[Records from a collection]
- - - - -
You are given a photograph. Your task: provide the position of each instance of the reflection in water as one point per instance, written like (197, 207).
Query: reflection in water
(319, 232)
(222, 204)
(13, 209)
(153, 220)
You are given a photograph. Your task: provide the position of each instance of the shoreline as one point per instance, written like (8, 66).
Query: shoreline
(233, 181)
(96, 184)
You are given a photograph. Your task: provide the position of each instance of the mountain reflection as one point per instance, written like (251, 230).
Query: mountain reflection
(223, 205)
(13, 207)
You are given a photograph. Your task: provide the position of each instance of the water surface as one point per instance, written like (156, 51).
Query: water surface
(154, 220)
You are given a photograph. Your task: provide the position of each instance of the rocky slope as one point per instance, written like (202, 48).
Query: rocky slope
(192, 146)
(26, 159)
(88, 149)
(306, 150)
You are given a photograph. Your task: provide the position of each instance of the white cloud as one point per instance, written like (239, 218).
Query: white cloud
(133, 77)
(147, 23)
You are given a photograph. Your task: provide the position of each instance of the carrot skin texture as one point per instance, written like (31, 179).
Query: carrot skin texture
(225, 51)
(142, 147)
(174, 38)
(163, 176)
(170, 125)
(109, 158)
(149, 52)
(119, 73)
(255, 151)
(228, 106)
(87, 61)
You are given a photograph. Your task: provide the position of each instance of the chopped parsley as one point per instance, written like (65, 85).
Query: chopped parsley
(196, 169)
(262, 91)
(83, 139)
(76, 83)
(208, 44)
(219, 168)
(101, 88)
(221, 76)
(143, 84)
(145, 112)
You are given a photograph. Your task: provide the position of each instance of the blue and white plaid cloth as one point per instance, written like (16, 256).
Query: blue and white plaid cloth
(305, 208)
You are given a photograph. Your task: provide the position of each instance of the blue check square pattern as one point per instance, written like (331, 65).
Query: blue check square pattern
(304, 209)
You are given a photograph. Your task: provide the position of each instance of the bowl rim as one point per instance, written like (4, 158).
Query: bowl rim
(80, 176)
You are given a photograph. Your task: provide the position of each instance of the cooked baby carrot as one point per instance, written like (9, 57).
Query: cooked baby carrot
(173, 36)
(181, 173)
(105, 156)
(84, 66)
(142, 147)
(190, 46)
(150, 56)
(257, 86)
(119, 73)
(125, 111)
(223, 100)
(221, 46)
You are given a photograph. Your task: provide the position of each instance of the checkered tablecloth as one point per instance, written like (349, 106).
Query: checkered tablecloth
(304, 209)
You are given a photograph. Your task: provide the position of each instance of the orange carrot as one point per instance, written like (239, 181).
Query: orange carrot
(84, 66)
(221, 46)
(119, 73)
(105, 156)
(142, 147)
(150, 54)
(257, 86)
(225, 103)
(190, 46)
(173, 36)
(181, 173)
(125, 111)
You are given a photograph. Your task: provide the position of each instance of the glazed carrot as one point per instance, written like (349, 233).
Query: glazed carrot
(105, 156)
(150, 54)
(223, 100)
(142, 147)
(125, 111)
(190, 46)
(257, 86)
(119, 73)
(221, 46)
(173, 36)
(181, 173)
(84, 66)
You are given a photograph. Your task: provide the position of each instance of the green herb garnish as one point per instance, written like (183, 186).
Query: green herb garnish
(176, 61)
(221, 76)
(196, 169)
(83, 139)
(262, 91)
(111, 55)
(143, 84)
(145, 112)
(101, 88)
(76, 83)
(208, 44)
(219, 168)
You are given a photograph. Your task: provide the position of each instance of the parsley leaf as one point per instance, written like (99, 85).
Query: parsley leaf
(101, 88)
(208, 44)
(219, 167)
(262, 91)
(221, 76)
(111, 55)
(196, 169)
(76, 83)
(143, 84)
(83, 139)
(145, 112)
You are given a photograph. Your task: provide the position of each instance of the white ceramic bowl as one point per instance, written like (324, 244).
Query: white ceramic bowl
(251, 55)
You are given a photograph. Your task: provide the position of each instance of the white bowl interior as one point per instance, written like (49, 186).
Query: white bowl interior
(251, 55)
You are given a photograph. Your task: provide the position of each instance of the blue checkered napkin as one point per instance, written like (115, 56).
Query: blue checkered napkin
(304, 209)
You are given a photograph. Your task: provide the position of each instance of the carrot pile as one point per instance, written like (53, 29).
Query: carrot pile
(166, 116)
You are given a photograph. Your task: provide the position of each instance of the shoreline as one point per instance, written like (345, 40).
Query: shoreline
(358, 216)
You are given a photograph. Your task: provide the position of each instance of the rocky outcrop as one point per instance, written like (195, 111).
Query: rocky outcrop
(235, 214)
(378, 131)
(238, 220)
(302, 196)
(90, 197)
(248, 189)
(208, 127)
- - - - -
### About this task
Retype all of the entries. Keep each one exactly as written.

### Exercise result
You are given a photograph. Your task: provide the position of each instance of the reflection in water as one point per instance, written like (197, 207).
Query: reflection in water
(319, 232)
(222, 204)
(13, 209)
(153, 220)
You are given a photograph. Your task: provide the position of each instance of the shoreline as one point per instance, written like (8, 66).
Query: shoreline
(233, 181)
(96, 184)
You are given a photograph. Your task: provide the position of each instance of the mountain reflection as one point per instance, written like (251, 230).
Query: mountain reflection
(223, 205)
(13, 207)
You are given a photograph. Your task: provide the position of each instance of the water surface as one point per instance, written like (156, 51).
Query: water surface
(154, 220)
You are given a photograph. Your task: provide the position of each instance of the rocky slope as one point per instance, written like (202, 48).
Query: rocky slope
(192, 146)
(26, 159)
(88, 149)
(306, 150)
You are given a photograph. Your task: provide the position of each instance of the white cloud as one point per instance, written like (239, 218).
Query: white cloud
(133, 77)
(147, 23)
You are given a photograph. Your task: provide the position of each instance of the carrot skin texture as one point per instance, written like (31, 179).
Query: carrot skin texture
(225, 51)
(142, 147)
(174, 38)
(163, 176)
(170, 125)
(109, 158)
(149, 52)
(119, 73)
(255, 151)
(228, 106)
(87, 61)
You are given a photograph. Your task: provide the position of each instance of the chopped parsley as one point per instance, written like (65, 85).
Query: chopped parsley
(196, 169)
(262, 91)
(83, 139)
(76, 83)
(208, 44)
(219, 168)
(101, 88)
(221, 76)
(143, 84)
(145, 112)
You are given a photograph. Your task: provide the position of each instance of the blue and white plaid cloth as one point per instance, written like (16, 256).
Query: blue and white plaid cloth
(305, 208)
You are given a photograph. Your task: provide the position of each instance of the blue check square pattern as one point per instance, written like (331, 65).
Query: blue check square pattern
(304, 209)
You are given a photograph. Your task: provide the position of each instance of the bowl rim as one point per instance, written like (4, 158).
Query: bowl rim
(80, 176)
You are given a photograph. Your task: provide the position of each instance of the cooked baby carrot as one point per instance, written like (9, 57).
Query: cooked baby carrot
(173, 36)
(181, 173)
(105, 156)
(84, 66)
(142, 147)
(190, 46)
(150, 56)
(257, 86)
(119, 73)
(125, 111)
(223, 100)
(221, 46)
You are given a photograph. Your task: provide the position of each instance of the checkered tablecloth as one point per instance, written like (349, 106).
Query: checkered tablecloth
(304, 209)
You are given a photograph. Your task: provide the position of each instance of the orange carrot as one point per instance, written like (239, 181).
Query: orange carrot
(84, 66)
(221, 46)
(119, 73)
(105, 156)
(142, 147)
(150, 54)
(257, 86)
(225, 103)
(190, 46)
(173, 36)
(181, 173)
(125, 111)
You are given a photograph. Your task: provide the position of each instance of the glazed carrot as one point per instance, written like (349, 233).
Query: glazed carrot
(105, 156)
(150, 54)
(223, 100)
(142, 147)
(125, 111)
(190, 46)
(257, 86)
(119, 73)
(221, 46)
(173, 36)
(181, 173)
(84, 66)
You are given a photograph. Your task: provide the position of each instance of the green herb garnish as one point per instance, written like (183, 186).
Query: green herb garnish
(176, 61)
(221, 76)
(196, 169)
(83, 139)
(262, 91)
(111, 55)
(143, 84)
(145, 112)
(101, 88)
(76, 83)
(208, 44)
(219, 168)
You are given a photograph. Your task: provide the position of each instance of the parsley leaf as one point per instance, written like (99, 85).
Query: parsley leaf
(101, 88)
(208, 44)
(219, 167)
(262, 91)
(221, 76)
(111, 55)
(196, 169)
(76, 83)
(143, 84)
(83, 139)
(145, 112)
You are given a photograph. Your task: provide the position of each instance of the white ceramic bowl as one point per instance, written like (324, 244).
Query: white ceramic bowl
(251, 55)
You are given a photograph. Your task: provide the position of each instance of the white bowl interior as one point per instance, written like (49, 186).
Query: white bowl interior
(251, 55)
You are given a photograph. Your task: provide the position of each instance of the blue checkered napkin as one point per instance, written like (115, 56).
Query: blue checkered napkin
(304, 209)
You are given a photograph. Your task: provide the position of each instance of the carrot pile as one point per instance, written like (53, 29).
Query: carrot pile
(166, 116)
You are given a photograph. Your task: provide the position of each instance of the shoreline as one point per instance, written like (345, 40).
Query: shoreline
(358, 216)
You are given a photograph. Your task: provide the position of each instance of the rocky outcrop as one point per instance, written like (195, 111).
Query: rocky outcrop
(235, 214)
(378, 131)
(238, 220)
(302, 196)
(90, 197)
(248, 189)
(208, 127)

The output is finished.